Contour annotation records
++++

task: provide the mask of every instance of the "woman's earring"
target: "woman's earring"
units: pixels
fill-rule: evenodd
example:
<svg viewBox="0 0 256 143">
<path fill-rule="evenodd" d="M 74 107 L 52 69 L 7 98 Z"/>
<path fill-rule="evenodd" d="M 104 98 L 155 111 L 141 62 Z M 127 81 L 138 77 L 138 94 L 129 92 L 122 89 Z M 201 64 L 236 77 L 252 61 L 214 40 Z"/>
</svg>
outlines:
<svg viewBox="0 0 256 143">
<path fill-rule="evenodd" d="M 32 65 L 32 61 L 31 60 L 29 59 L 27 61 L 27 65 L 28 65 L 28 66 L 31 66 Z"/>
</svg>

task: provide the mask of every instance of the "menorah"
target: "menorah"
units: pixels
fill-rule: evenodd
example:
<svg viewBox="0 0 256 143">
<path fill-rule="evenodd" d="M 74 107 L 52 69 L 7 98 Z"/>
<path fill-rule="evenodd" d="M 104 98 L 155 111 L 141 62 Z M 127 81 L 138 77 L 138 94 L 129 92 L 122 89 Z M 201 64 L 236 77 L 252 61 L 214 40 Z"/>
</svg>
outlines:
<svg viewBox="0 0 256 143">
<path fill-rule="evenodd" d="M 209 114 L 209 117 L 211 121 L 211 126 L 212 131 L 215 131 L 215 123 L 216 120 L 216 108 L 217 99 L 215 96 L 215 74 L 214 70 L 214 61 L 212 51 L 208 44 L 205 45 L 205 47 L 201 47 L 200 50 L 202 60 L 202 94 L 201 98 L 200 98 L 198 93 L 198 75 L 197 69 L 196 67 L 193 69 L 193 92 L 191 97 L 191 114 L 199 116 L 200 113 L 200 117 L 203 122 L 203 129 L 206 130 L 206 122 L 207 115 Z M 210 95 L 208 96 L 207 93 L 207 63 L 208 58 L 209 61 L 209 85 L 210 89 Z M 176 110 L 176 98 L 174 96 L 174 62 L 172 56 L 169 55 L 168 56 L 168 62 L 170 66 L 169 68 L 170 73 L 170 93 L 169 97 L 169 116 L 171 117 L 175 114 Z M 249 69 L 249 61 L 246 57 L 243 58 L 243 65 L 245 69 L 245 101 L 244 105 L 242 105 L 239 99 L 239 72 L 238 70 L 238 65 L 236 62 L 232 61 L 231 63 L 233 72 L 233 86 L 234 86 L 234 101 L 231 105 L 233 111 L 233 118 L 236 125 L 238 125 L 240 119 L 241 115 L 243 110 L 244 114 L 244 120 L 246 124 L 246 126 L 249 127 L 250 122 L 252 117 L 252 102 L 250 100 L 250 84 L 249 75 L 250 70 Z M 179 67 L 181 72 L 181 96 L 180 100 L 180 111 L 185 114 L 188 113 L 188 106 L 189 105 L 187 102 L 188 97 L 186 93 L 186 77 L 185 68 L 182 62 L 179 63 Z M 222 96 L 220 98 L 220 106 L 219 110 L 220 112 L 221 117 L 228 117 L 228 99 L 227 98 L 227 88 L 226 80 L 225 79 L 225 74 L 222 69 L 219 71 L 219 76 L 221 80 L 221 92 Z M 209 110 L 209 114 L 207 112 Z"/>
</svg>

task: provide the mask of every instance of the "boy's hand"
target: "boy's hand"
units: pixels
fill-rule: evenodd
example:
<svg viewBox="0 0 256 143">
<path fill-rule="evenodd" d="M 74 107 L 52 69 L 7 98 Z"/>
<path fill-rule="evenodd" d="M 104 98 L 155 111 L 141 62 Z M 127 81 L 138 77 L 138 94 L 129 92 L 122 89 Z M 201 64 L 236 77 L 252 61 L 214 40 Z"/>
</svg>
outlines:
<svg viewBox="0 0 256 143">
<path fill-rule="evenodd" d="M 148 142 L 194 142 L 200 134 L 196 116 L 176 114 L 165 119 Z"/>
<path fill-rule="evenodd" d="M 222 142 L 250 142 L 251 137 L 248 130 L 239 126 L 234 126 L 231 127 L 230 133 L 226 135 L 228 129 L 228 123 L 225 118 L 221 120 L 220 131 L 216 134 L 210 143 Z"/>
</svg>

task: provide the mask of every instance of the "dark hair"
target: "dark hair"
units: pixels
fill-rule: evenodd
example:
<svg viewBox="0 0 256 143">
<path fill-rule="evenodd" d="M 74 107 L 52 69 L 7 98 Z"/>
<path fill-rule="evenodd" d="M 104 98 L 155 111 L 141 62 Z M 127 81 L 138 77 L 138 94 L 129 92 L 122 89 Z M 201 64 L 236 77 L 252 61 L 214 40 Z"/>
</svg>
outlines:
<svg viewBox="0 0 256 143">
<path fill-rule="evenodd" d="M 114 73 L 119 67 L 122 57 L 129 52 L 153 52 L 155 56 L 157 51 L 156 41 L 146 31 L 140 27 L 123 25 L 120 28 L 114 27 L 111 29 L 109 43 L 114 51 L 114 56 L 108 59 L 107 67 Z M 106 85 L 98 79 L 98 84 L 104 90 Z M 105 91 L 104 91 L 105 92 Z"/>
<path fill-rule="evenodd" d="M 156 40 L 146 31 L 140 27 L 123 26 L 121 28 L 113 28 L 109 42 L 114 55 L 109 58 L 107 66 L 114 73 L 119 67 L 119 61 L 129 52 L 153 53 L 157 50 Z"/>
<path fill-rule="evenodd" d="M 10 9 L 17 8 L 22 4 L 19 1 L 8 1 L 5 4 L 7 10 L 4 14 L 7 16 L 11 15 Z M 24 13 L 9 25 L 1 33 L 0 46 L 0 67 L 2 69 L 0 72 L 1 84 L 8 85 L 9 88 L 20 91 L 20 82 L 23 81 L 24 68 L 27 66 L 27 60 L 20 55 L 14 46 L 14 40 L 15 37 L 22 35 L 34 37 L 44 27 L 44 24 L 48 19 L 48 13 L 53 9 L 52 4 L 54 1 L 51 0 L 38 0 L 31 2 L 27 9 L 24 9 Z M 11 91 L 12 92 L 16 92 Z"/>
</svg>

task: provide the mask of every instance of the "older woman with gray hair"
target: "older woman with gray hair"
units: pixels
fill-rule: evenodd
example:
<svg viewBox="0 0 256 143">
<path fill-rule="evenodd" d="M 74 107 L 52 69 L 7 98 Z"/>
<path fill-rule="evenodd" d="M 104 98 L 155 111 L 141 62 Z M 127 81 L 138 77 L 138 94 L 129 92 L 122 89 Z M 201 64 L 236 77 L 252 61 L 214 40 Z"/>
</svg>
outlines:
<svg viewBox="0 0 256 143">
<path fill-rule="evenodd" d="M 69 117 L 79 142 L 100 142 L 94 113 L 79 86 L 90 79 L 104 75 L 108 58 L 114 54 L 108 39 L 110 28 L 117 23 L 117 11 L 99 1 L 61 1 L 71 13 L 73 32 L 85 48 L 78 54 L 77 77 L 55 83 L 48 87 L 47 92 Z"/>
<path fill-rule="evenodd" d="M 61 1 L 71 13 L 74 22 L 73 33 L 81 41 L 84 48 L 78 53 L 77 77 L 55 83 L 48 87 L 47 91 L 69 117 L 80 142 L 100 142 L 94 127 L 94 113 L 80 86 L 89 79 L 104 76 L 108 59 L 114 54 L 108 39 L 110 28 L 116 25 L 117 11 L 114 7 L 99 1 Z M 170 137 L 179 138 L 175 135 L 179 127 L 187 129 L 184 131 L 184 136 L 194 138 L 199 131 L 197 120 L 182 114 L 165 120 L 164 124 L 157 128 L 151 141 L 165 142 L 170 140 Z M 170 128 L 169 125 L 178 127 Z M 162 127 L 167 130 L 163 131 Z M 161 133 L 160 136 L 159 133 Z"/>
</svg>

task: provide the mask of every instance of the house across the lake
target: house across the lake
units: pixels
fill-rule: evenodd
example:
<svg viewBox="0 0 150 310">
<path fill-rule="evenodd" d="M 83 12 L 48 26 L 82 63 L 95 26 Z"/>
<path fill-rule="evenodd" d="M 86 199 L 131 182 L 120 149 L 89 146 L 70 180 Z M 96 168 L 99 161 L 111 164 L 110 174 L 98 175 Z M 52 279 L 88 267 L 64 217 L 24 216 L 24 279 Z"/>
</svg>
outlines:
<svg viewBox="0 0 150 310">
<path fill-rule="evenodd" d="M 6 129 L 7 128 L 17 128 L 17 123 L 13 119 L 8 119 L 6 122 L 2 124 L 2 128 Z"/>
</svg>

++++

In the listing above, find the line with "task: provide the mask of every instance of the house" and set down that line and all after it exactly, through the final line.

task: provide the mask of every instance of the house across the lake
target: house across the lake
units: pixels
fill-rule: evenodd
example:
<svg viewBox="0 0 150 310">
<path fill-rule="evenodd" d="M 83 12 L 48 26 L 82 63 L 95 26 Z"/>
<path fill-rule="evenodd" d="M 86 199 L 131 182 L 120 149 L 89 146 L 70 180 Z M 96 168 L 99 161 L 111 164 L 110 174 L 98 175 Z M 52 279 L 88 267 L 64 217 L 24 216 L 24 279 Z"/>
</svg>
outlines:
<svg viewBox="0 0 150 310">
<path fill-rule="evenodd" d="M 6 129 L 7 128 L 17 128 L 17 123 L 13 119 L 8 119 L 6 122 L 2 124 L 2 128 Z"/>
</svg>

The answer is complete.